# [Consignes de l'exercice]
Recopiez à l'identique l'ensemble des items ci-dessous, sans reproduire les images.
'''
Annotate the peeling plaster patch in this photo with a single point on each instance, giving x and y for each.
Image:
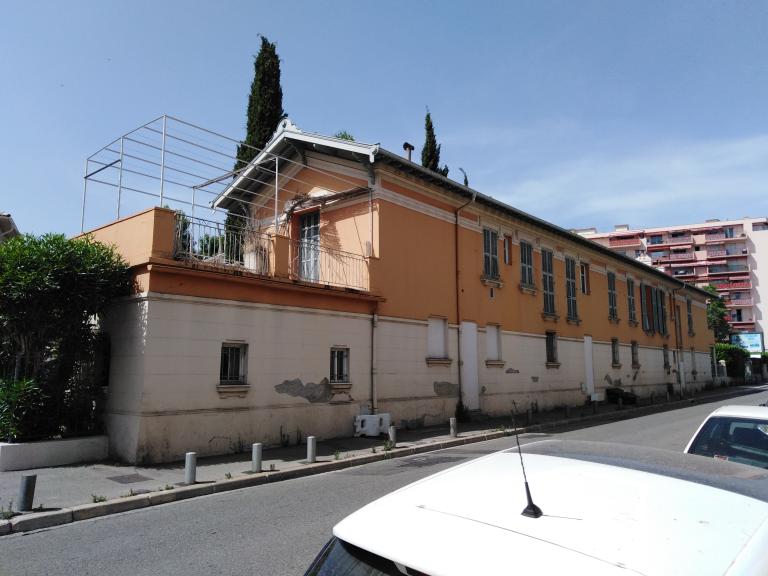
(310, 391)
(413, 423)
(446, 389)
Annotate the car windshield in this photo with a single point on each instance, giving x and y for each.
(340, 558)
(736, 439)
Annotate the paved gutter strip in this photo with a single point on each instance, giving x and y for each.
(40, 520)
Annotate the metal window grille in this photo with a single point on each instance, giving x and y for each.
(551, 348)
(612, 310)
(570, 287)
(339, 365)
(689, 309)
(548, 281)
(232, 367)
(490, 253)
(526, 264)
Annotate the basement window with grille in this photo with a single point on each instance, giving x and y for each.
(232, 369)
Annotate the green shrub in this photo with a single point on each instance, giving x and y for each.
(21, 406)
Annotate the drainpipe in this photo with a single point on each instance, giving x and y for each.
(374, 322)
(458, 289)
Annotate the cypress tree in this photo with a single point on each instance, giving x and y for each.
(265, 103)
(265, 110)
(430, 154)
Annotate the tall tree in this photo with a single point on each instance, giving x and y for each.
(717, 315)
(265, 110)
(265, 103)
(430, 154)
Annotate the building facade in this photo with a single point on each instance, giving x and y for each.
(730, 255)
(363, 283)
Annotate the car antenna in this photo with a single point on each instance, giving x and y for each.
(531, 510)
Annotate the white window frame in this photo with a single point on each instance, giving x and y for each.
(526, 264)
(492, 343)
(570, 288)
(613, 310)
(437, 338)
(339, 353)
(237, 374)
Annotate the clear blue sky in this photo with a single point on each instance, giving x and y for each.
(583, 113)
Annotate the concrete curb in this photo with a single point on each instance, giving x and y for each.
(37, 521)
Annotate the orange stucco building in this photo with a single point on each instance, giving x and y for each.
(362, 283)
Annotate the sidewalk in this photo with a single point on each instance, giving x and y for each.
(64, 487)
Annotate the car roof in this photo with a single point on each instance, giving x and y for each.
(598, 519)
(758, 412)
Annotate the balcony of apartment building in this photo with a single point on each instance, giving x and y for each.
(200, 242)
(739, 303)
(625, 242)
(168, 172)
(724, 235)
(682, 238)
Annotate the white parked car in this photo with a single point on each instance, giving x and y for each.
(734, 433)
(596, 519)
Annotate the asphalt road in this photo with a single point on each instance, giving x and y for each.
(276, 529)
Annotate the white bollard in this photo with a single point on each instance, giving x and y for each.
(190, 468)
(256, 457)
(311, 449)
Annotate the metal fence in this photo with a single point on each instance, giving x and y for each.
(217, 244)
(312, 262)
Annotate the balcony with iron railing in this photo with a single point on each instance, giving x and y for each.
(619, 242)
(241, 249)
(739, 303)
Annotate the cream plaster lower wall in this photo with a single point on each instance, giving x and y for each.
(163, 399)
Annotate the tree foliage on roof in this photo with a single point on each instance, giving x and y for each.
(430, 153)
(717, 315)
(265, 103)
(344, 135)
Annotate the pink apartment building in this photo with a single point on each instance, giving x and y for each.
(731, 255)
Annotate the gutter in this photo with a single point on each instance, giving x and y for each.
(458, 292)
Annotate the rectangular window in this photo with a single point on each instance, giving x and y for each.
(613, 313)
(548, 281)
(490, 253)
(526, 264)
(570, 288)
(437, 338)
(493, 342)
(232, 369)
(507, 250)
(689, 309)
(309, 246)
(551, 348)
(632, 311)
(584, 270)
(339, 364)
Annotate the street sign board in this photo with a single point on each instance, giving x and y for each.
(752, 341)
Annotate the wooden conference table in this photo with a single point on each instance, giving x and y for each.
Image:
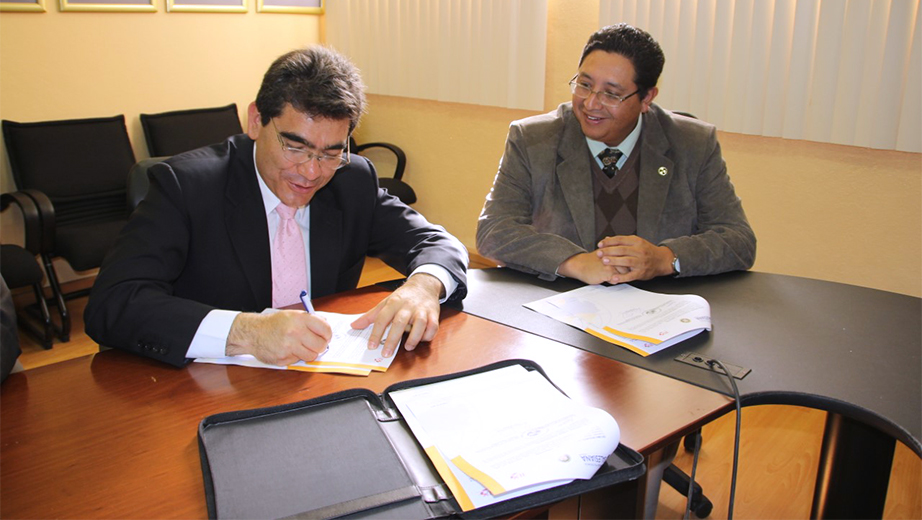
(851, 351)
(113, 435)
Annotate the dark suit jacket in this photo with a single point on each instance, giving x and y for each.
(200, 241)
(541, 209)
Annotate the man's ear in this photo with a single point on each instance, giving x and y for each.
(645, 102)
(254, 121)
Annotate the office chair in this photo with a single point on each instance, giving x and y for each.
(394, 185)
(138, 183)
(171, 133)
(74, 172)
(19, 268)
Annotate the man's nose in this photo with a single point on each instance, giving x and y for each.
(593, 101)
(310, 169)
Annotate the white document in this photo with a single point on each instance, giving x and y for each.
(506, 433)
(348, 352)
(641, 321)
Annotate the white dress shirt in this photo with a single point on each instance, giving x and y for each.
(210, 340)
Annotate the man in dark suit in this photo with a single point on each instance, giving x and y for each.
(232, 229)
(612, 188)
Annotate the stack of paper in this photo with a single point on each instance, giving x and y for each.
(501, 434)
(640, 321)
(348, 352)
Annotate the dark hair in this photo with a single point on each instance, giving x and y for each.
(634, 44)
(316, 81)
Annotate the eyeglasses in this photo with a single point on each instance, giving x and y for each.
(329, 162)
(582, 90)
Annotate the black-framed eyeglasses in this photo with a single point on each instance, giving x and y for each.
(329, 162)
(609, 99)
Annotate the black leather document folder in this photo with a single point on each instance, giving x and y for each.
(350, 455)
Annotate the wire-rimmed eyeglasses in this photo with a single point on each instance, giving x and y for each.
(329, 162)
(584, 90)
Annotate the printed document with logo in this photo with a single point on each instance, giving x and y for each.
(641, 321)
(506, 433)
(348, 351)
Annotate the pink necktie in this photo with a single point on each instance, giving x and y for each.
(289, 268)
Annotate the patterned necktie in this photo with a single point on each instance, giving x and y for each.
(610, 158)
(289, 267)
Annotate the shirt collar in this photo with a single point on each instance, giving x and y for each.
(626, 146)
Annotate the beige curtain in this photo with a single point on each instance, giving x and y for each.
(467, 51)
(836, 71)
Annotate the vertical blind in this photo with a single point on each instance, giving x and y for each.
(836, 71)
(487, 52)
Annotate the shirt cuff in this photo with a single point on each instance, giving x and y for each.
(210, 340)
(448, 281)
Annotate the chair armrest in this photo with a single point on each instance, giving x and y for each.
(47, 219)
(32, 221)
(396, 150)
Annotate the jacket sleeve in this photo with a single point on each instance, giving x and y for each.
(721, 239)
(518, 226)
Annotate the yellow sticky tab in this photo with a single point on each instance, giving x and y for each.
(610, 339)
(487, 481)
(442, 467)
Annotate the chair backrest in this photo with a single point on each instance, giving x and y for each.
(170, 133)
(80, 164)
(138, 182)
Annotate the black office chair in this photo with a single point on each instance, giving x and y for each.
(171, 133)
(138, 183)
(19, 268)
(395, 184)
(74, 171)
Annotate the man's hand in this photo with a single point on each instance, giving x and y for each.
(642, 259)
(280, 338)
(589, 268)
(414, 307)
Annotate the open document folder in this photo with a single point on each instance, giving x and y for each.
(506, 433)
(348, 352)
(640, 321)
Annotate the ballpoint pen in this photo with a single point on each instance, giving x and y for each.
(307, 303)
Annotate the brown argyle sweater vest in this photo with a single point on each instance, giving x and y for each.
(616, 198)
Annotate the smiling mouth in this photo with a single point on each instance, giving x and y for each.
(301, 188)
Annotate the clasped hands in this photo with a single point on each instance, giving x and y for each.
(289, 336)
(619, 259)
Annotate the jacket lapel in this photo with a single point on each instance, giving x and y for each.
(245, 218)
(326, 243)
(574, 175)
(656, 172)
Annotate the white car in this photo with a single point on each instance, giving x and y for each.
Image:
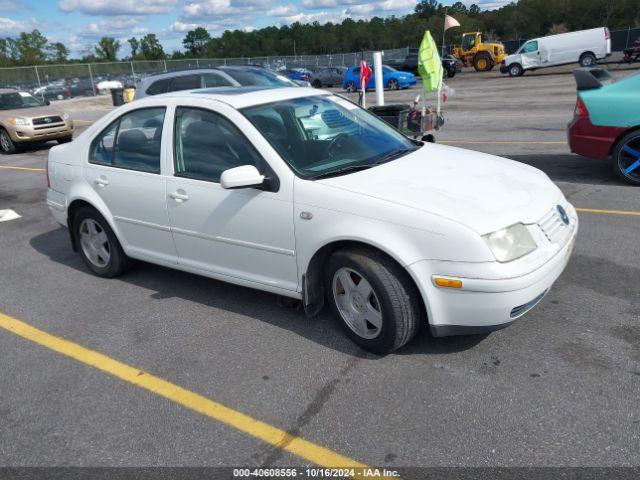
'''
# [Réponse ci-dessous]
Annotate the peeling plaster patch in this photo with a single point on each instance, giving x and y for each.
Image:
(310, 391)
(413, 423)
(446, 389)
Annotate the car windshield in this photo with a single point on each instance, giving x and y for each.
(340, 558)
(736, 439)
Annotate the paved gutter strip in this photo with a single point on each instance, giving x and y for each.
(40, 520)
Annotate the metal window grille in this photo with a single point on each instance, giving x and y for each.
(551, 348)
(612, 310)
(570, 287)
(339, 365)
(689, 309)
(548, 281)
(232, 367)
(490, 253)
(526, 264)
Annotate the basement window with grille in this photo with a single point on each instance, giving x and y for each.
(232, 369)
Annotate the green shrub in this photo with a single point on each instance, giving x and y for each.
(21, 406)
Annotate the drainpipe in this photo with a single point on each instance, giving x and y for each.
(374, 322)
(458, 289)
Annotate the cypress tree in this photo with a single point on each instance, giving x and y for each.
(265, 103)
(265, 110)
(430, 154)
Annotate the tall tree in this photo with a single point on each instance, giving x and y for each.
(717, 315)
(265, 110)
(265, 103)
(430, 154)
Annotate the building facade in this photo with a single point on each instance, giving x and y for each.
(730, 255)
(363, 283)
Annotate the car antenna in this photo with a single point on each instance, giving x and y for each.
(531, 510)
Annotate the white window frame in this photo with a single point on each instance, giving x and y for each.
(526, 264)
(492, 343)
(570, 288)
(613, 310)
(437, 338)
(339, 353)
(237, 374)
Annotate the clear blue sky in this photo with a single point on each instance, giving x and y for each.
(583, 113)
Annotate the concrete curb in this photo with a single point on each instance, giving x and y for each.
(37, 521)
Annotate the orange stucco building in this photo with a single point on each instance, giving x and y for each.
(362, 283)
Annotate the sidewalk in this photo with a single point on each instance, giving x and y for each.
(64, 487)
Annotate the car roof in this photo with a single point on each instance, giving x and y for each.
(598, 519)
(758, 412)
Annotate the balcony of apartment building in this photo with a single point on each instance, giving x and y for each.
(200, 242)
(739, 303)
(625, 242)
(168, 172)
(724, 235)
(682, 238)
Annotate the white parked car in this photo with a single point on each instance, giving x and y for each.
(734, 433)
(596, 519)
Annotate the asphalt road in this photo with a single point on each instance, giving x and y for each.
(276, 529)
Annotate the white bollard in this photo with a single point on each instance, giving x and y for each.
(190, 468)
(256, 457)
(311, 449)
Annotate the metal fence in this photo with a single point on each instance, giving x and y for each.
(217, 244)
(312, 262)
Annotate the balcony with iron railing in this photo with a single point on each instance, giving x and y for each.
(619, 242)
(241, 249)
(739, 303)
Annotate the cream plaster lower wall in this photo with a single point on each instance, giving x and y for each.
(163, 399)
Annotate the tree foliage on roof in this photo with a single point on each instance, giving x and y for each.
(430, 153)
(717, 315)
(265, 103)
(344, 135)
Annotate the pink apartment building in this photo with a single point on each instance, giving x and y for each.
(731, 255)
Annotate the gutter in this photo with a single point on each instance, giving x and y for each.
(458, 292)
Annotate the rectangular window in this photo with a single point on each instance, giving x and y for each.
(613, 313)
(548, 281)
(490, 253)
(526, 264)
(570, 288)
(437, 338)
(493, 342)
(232, 369)
(507, 250)
(689, 309)
(309, 246)
(551, 348)
(632, 311)
(584, 270)
(339, 364)
Annotate the street sign board in this photo with a single point on each instance, giving x and y for each.
(752, 341)
Annotate the wooden conference table in this photo with a single point on each instance, giving x and y for each.
Image:
(851, 351)
(113, 435)
Annotate the dark suit jacket in this photo with a single point on each instance, giving x and y for each.
(200, 241)
(541, 209)
Annotate the man's ear in this photo with a single point on each instance, giving x and y for each.
(645, 102)
(254, 121)
Annotate the office chair in this photo with a single point on each instance, giving x and y for each.
(394, 185)
(138, 183)
(171, 133)
(74, 172)
(19, 268)
Annotate the man's nose in this photo with a single point on each instance, giving x and y for each.
(593, 101)
(310, 169)
Annotate the white document in this photo with a single point on each instance, giving x and y for each.
(506, 433)
(348, 352)
(641, 321)
Annotate the white dress shirt in this photo with a single point on each instance, giving x and y for each.
(210, 340)
Annotate the man in dark suit in this photo with a single point on each instance, giving x and y for each.
(232, 229)
(612, 188)
Annotate the stack of paper in this photo with a single point on each instance, giving x and y for each.
(501, 434)
(640, 321)
(348, 352)
Annotate the dark hair in this photo with a single point on each instance, giving x and y for each.
(634, 44)
(316, 81)
Annotate the eyeglasses in this photo with a single point on each instance, giving x and y for each.
(329, 162)
(582, 90)
Annotate the black-framed eyeglasses in this photo with a single point on each instance, giving x and y for each.
(329, 162)
(609, 99)
Annotate the black leather document folder in this photo with a single point on each instance, giving x and y for each.
(350, 455)
Annotate the wire-rimmed eyeglasses in this photo with a single point on each instance, giving x and y for each.
(329, 162)
(584, 90)
Annotate the printed document with logo in this photo with a single point on each instance, giving x and y for each.
(641, 321)
(506, 433)
(348, 351)
Annotate the pink necktie in this photo with a single point on each instance, giving x and y for each.
(289, 268)
Annotate the patterned necktie in this photo with a single point on each instance, giving x and y for each.
(610, 158)
(289, 267)
Annotate the shirt collar in this photo with a single point on each instance, giving x and y for each.
(626, 146)
Annotate the beige curtain in this photo with a single point on each instance, giving x and y for each.
(467, 51)
(836, 71)
Annotate the vertical blind in this photo with a single point on each instance, giving x and y for each.
(836, 71)
(487, 52)
Annotate the shirt cuff in this photo with a single point on each instance, giving x and y for each.
(210, 340)
(448, 281)
Annotate the chair armrest in this photo with a single point on each instance, giving x and y for each.
(47, 219)
(32, 221)
(396, 150)
Annotate the jacket sleeve in this photo with a single point on each instance, giving x and y for each.
(721, 239)
(518, 226)
Annotate the yellow sticky tab in this photo with a single point on each instance, giving x and y for each.
(610, 339)
(487, 481)
(442, 467)
Annotate the chair backrest in this photo with a single point on each instance, giving x and y for each.
(170, 133)
(80, 164)
(138, 182)
Annotate the black office chair in this photo with a single point on each instance, giving x and y for each.
(171, 133)
(138, 183)
(19, 268)
(395, 184)
(74, 171)
Annotate the man's hand in this photo with a single point on each instance, giving x and y for each.
(642, 259)
(280, 338)
(589, 268)
(414, 307)
Annotate the open document folder in this photo with a single point on each instance, giving x and y for each.
(506, 433)
(348, 352)
(640, 321)
Annotate the ballpoint pen in this photo with a single point on each instance, giving x and y for each.
(307, 303)
Annotate the brown argyle sweater vest in this photo with a single point on each instance, giving x and y for each.
(616, 198)
Annotate the smiling mouth in this photo with a single point on each instance, giving x and y for each.
(301, 188)
Annotate the clasped hands in this photo with a single point on each instance, giving x and y for each.
(289, 336)
(619, 259)
Annotate the jacket lapel in this photo with a single point on each instance, giving x and y for each.
(245, 218)
(326, 243)
(574, 175)
(656, 172)
Annotate the white car in this photo with a single point on each instance, giving x and y for each.
Image:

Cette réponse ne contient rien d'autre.